## Prompt
Can you render everything in the listing below, from the line containing "Put a dot on the table" down to the line containing "<point>366,194</point>", as a JSON list of strings with one string per line, both end lines included and blank lines dropped?

## Data records
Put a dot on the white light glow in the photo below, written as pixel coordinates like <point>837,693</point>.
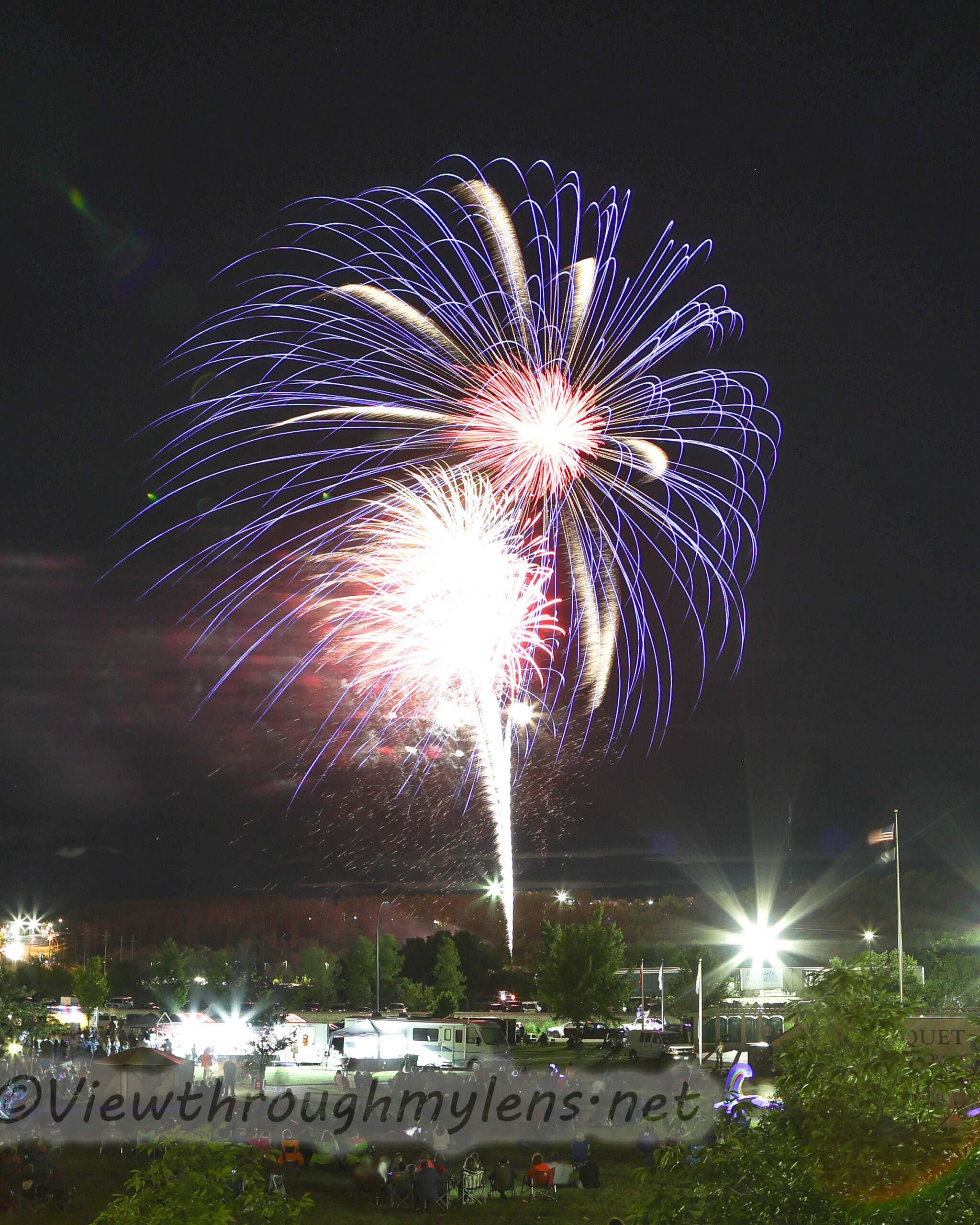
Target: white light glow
<point>762,944</point>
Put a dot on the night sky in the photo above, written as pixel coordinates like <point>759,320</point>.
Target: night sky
<point>828,152</point>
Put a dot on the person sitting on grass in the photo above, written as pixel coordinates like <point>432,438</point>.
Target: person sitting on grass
<point>565,1174</point>
<point>537,1169</point>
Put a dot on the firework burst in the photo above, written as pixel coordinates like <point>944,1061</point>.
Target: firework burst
<point>439,605</point>
<point>423,330</point>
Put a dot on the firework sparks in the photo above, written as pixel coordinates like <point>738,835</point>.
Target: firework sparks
<point>439,604</point>
<point>536,364</point>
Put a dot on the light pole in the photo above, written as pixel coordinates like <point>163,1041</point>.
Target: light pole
<point>378,959</point>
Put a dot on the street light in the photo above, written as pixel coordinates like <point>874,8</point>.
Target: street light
<point>378,961</point>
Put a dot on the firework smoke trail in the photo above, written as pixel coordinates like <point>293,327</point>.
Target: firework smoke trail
<point>439,601</point>
<point>421,329</point>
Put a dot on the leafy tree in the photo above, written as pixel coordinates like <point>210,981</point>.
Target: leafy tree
<point>578,980</point>
<point>868,1108</point>
<point>202,1184</point>
<point>953,981</point>
<point>169,976</point>
<point>885,968</point>
<point>316,974</point>
<point>126,979</point>
<point>447,978</point>
<point>681,989</point>
<point>417,996</point>
<point>478,963</point>
<point>20,1016</point>
<point>865,1119</point>
<point>266,1044</point>
<point>360,967</point>
<point>91,988</point>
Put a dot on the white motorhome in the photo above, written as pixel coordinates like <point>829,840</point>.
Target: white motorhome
<point>309,1043</point>
<point>380,1044</point>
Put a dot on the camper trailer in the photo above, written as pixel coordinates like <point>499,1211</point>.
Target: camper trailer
<point>383,1045</point>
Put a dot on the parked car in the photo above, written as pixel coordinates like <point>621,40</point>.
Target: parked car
<point>591,1029</point>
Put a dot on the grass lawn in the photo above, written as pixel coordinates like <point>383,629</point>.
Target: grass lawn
<point>97,1178</point>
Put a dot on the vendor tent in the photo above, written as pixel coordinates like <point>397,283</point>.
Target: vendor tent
<point>145,1071</point>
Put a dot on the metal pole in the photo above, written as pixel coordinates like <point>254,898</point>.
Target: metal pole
<point>898,903</point>
<point>378,958</point>
<point>700,1016</point>
<point>663,1006</point>
<point>642,1009</point>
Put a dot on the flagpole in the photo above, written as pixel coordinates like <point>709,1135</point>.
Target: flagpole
<point>898,903</point>
<point>700,1017</point>
<point>642,1005</point>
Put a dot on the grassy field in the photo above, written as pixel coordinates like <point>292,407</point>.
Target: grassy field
<point>97,1178</point>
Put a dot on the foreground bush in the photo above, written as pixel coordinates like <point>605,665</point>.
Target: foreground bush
<point>202,1184</point>
<point>869,1132</point>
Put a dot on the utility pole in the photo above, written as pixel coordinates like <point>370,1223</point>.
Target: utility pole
<point>663,1005</point>
<point>789,843</point>
<point>378,959</point>
<point>898,903</point>
<point>700,1014</point>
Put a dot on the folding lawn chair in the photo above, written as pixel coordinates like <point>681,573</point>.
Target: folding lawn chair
<point>541,1182</point>
<point>473,1187</point>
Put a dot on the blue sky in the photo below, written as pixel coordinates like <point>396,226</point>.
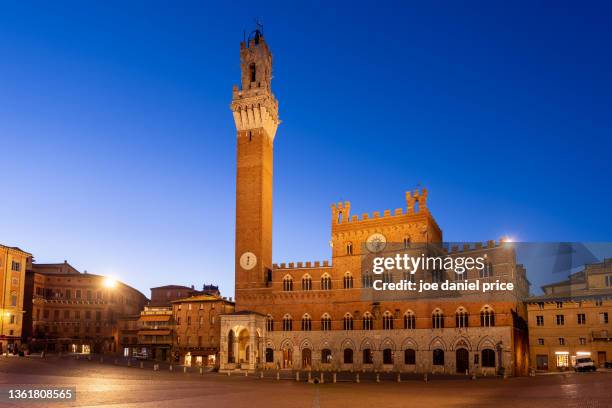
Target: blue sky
<point>118,147</point>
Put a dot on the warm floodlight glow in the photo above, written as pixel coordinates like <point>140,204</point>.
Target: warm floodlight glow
<point>110,283</point>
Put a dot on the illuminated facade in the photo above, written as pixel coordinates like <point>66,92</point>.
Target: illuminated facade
<point>572,320</point>
<point>319,315</point>
<point>77,312</point>
<point>13,264</point>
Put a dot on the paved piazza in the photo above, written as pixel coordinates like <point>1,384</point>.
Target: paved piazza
<point>105,384</point>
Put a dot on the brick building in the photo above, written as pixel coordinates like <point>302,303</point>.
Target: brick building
<point>321,315</point>
<point>72,311</point>
<point>197,328</point>
<point>13,265</point>
<point>572,319</point>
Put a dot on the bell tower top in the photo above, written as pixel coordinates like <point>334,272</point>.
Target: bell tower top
<point>254,105</point>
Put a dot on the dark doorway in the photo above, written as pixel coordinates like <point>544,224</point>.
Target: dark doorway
<point>463,360</point>
<point>306,358</point>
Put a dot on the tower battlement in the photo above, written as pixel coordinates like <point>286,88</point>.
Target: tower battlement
<point>416,203</point>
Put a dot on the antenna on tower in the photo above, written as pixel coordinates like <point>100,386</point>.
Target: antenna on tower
<point>258,25</point>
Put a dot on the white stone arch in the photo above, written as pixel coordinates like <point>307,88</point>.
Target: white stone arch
<point>270,344</point>
<point>306,343</point>
<point>325,343</point>
<point>409,342</point>
<point>487,307</point>
<point>486,342</point>
<point>348,343</point>
<point>437,342</point>
<point>387,343</point>
<point>366,343</point>
<point>437,310</point>
<point>462,342</point>
<point>286,344</point>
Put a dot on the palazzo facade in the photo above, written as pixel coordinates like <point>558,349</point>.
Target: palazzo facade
<point>322,315</point>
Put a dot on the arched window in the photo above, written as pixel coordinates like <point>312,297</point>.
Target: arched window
<point>325,322</point>
<point>230,347</point>
<point>366,280</point>
<point>287,283</point>
<point>461,318</point>
<point>438,357</point>
<point>488,358</point>
<point>269,323</point>
<point>325,356</point>
<point>287,323</point>
<point>348,322</point>
<point>406,243</point>
<point>387,321</point>
<point>326,282</point>
<point>487,271</point>
<point>349,248</point>
<point>269,355</point>
<point>348,356</point>
<point>437,276</point>
<point>368,321</point>
<point>409,320</point>
<point>387,356</point>
<point>306,323</point>
<point>487,317</point>
<point>437,319</point>
<point>409,356</point>
<point>367,356</point>
<point>348,280</point>
<point>306,282</point>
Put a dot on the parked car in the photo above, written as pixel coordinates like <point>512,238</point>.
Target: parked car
<point>585,364</point>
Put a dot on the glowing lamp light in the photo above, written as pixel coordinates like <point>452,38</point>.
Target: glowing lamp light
<point>109,283</point>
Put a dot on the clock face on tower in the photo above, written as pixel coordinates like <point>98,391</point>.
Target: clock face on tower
<point>376,242</point>
<point>248,260</point>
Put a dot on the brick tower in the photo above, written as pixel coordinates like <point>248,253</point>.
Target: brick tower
<point>255,112</point>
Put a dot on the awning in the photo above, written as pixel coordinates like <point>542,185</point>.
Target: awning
<point>154,332</point>
<point>155,318</point>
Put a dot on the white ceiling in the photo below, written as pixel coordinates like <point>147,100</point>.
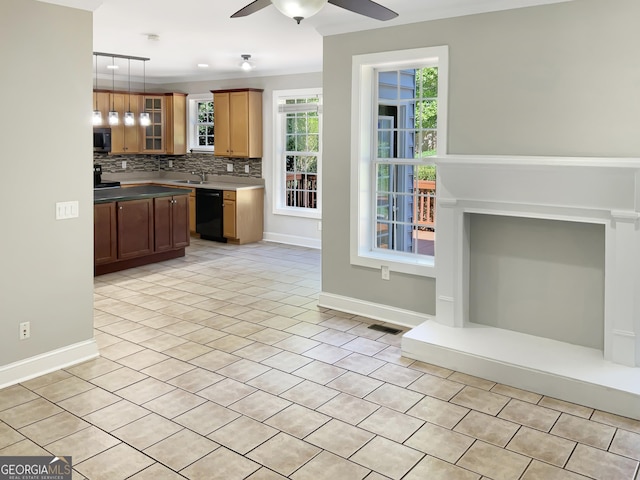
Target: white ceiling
<point>200,31</point>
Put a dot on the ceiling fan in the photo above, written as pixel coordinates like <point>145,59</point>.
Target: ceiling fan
<point>301,9</point>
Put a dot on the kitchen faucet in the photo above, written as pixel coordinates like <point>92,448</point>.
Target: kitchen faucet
<point>202,175</point>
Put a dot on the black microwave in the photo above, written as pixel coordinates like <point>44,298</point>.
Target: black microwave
<point>101,139</point>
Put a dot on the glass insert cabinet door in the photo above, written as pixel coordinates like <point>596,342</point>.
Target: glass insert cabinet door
<point>154,133</point>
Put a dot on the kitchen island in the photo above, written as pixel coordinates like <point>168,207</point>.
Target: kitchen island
<point>139,225</point>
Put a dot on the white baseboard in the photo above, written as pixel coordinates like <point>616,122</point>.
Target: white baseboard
<point>548,367</point>
<point>292,240</point>
<point>376,311</point>
<point>48,362</point>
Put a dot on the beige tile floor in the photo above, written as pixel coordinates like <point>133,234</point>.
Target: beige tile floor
<point>220,365</point>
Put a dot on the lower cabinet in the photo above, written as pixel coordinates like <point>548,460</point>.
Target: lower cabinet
<point>171,220</point>
<point>242,215</point>
<point>137,232</point>
<point>229,214</point>
<point>104,233</point>
<point>135,228</point>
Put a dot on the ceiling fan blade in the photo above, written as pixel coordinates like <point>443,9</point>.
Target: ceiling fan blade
<point>367,8</point>
<point>253,7</point>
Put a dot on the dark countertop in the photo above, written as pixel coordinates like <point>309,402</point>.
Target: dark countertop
<point>106,195</point>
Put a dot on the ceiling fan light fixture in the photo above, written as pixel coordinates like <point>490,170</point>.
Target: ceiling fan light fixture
<point>299,9</point>
<point>246,65</point>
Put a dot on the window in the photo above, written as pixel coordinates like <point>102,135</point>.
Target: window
<point>201,127</point>
<point>298,146</point>
<point>398,125</point>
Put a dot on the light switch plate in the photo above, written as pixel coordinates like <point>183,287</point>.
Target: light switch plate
<point>65,210</point>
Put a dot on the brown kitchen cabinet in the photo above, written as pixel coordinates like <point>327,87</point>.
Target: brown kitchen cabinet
<point>167,132</point>
<point>124,138</point>
<point>105,233</point>
<point>171,222</point>
<point>135,228</point>
<point>242,215</point>
<point>238,121</point>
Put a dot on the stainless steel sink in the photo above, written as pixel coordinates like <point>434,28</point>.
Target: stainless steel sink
<point>192,182</point>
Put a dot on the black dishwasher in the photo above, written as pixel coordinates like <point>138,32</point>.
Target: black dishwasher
<point>209,214</point>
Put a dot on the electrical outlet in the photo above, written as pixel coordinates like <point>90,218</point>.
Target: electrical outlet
<point>25,330</point>
<point>385,272</point>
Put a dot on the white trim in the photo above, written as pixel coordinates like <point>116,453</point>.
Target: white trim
<point>292,240</point>
<point>192,99</point>
<point>362,141</point>
<point>376,311</point>
<point>32,367</point>
<point>278,147</point>
<point>568,372</point>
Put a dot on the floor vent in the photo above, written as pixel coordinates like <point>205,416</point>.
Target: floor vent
<point>382,328</point>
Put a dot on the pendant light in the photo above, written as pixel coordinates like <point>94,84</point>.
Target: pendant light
<point>145,120</point>
<point>299,9</point>
<point>97,114</point>
<point>129,118</point>
<point>113,115</point>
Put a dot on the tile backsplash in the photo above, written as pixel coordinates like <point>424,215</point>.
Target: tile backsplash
<point>196,161</point>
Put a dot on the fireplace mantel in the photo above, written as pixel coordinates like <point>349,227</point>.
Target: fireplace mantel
<point>604,191</point>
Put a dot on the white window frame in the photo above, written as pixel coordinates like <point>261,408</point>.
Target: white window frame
<point>363,148</point>
<point>192,115</point>
<point>279,162</point>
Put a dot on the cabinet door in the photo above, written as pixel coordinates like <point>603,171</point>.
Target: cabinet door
<point>180,221</point>
<point>104,233</point>
<point>221,122</point>
<point>229,218</point>
<point>192,212</point>
<point>239,124</point>
<point>135,228</point>
<point>176,124</point>
<point>153,135</point>
<point>124,139</point>
<point>163,238</point>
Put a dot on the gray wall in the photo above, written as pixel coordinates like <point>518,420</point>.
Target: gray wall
<point>45,132</point>
<point>524,278</point>
<point>559,79</point>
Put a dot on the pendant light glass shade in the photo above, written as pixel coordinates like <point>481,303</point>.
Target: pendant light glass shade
<point>97,117</point>
<point>97,114</point>
<point>113,118</point>
<point>113,115</point>
<point>145,120</point>
<point>299,9</point>
<point>129,117</point>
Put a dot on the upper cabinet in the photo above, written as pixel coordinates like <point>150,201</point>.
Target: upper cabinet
<point>167,133</point>
<point>238,123</point>
<point>168,130</point>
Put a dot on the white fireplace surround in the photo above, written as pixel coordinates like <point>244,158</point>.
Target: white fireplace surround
<point>604,191</point>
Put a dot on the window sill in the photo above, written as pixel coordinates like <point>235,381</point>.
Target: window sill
<point>423,266</point>
<point>298,212</point>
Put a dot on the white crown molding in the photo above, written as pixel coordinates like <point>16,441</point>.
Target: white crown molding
<point>90,5</point>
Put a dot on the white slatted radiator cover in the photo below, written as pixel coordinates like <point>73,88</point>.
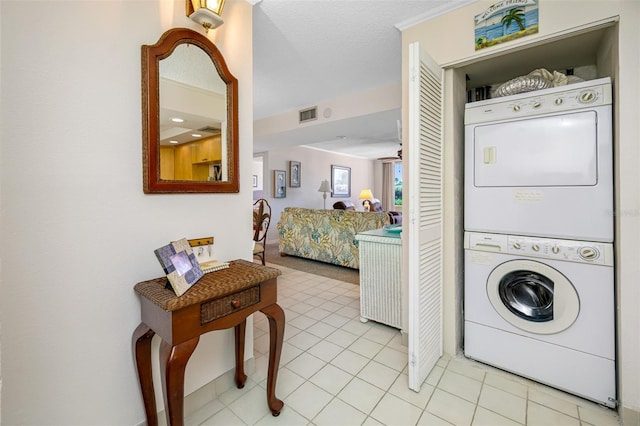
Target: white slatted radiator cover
<point>380,278</point>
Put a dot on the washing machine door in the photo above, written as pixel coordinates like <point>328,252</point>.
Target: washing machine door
<point>533,296</point>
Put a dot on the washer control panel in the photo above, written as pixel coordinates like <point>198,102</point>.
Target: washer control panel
<point>564,98</point>
<point>547,248</point>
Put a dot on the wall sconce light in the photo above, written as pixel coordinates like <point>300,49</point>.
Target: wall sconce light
<point>324,188</point>
<point>206,12</point>
<point>366,195</point>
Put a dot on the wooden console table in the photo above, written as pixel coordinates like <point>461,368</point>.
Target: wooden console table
<point>219,300</point>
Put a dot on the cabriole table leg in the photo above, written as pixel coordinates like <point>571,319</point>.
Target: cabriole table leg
<point>240,331</point>
<point>275,315</point>
<point>141,341</point>
<point>174,359</point>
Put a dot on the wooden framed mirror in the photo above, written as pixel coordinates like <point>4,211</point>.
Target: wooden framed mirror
<point>185,77</point>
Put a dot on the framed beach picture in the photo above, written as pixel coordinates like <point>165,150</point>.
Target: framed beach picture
<point>340,181</point>
<point>279,184</point>
<point>505,21</point>
<point>294,174</point>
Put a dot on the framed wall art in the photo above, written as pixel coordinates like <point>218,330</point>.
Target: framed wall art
<point>340,181</point>
<point>294,174</point>
<point>279,184</point>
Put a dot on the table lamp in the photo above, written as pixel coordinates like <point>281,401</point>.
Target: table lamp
<point>324,188</point>
<point>366,194</point>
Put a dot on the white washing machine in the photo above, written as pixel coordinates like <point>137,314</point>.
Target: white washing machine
<point>543,309</point>
<point>541,163</point>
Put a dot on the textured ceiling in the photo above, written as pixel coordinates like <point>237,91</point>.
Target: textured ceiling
<point>310,51</point>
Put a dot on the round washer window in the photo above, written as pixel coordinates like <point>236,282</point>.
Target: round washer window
<point>527,295</point>
<point>533,296</point>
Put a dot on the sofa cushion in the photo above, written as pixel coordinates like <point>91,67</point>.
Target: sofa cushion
<point>326,235</point>
<point>344,205</point>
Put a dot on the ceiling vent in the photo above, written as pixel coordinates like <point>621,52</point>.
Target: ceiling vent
<point>210,129</point>
<point>308,114</point>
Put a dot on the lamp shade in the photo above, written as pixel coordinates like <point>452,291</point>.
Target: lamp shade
<point>206,12</point>
<point>324,186</point>
<point>365,194</point>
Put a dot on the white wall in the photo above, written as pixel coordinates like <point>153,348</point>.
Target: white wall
<point>315,166</point>
<point>77,231</point>
<point>557,16</point>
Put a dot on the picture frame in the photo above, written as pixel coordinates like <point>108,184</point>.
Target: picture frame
<point>294,174</point>
<point>340,181</point>
<point>279,184</point>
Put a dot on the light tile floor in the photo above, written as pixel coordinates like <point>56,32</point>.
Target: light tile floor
<point>337,371</point>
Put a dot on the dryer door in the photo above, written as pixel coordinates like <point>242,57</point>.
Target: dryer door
<point>533,296</point>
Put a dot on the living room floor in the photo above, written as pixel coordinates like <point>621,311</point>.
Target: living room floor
<point>336,371</point>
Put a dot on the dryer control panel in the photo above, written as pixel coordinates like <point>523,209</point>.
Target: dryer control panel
<point>557,99</point>
<point>547,248</point>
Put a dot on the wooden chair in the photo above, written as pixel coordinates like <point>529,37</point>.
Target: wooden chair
<point>261,219</point>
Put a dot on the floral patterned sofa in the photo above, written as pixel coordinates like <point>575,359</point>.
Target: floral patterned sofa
<point>326,235</point>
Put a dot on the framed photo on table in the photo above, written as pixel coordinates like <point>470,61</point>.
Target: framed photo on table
<point>279,184</point>
<point>340,181</point>
<point>294,174</point>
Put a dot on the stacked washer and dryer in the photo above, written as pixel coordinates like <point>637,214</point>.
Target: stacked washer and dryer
<point>539,275</point>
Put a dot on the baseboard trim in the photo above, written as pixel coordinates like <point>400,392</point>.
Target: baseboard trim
<point>630,417</point>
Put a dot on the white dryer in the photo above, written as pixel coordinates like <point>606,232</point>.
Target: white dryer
<point>543,309</point>
<point>541,163</point>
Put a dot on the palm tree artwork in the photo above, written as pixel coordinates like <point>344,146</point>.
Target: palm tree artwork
<point>514,15</point>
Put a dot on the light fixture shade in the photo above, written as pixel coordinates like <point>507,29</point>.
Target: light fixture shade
<point>206,12</point>
<point>324,186</point>
<point>365,194</point>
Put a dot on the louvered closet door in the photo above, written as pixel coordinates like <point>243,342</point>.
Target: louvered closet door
<point>424,230</point>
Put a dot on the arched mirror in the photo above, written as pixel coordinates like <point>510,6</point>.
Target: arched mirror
<point>190,116</point>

## Written response
[
  "Put a dot on the table lamp in the photo above, written as pixel coordinates like <point>281,401</point>.",
  "Target: table lamp",
  "<point>324,188</point>",
  "<point>366,194</point>"
]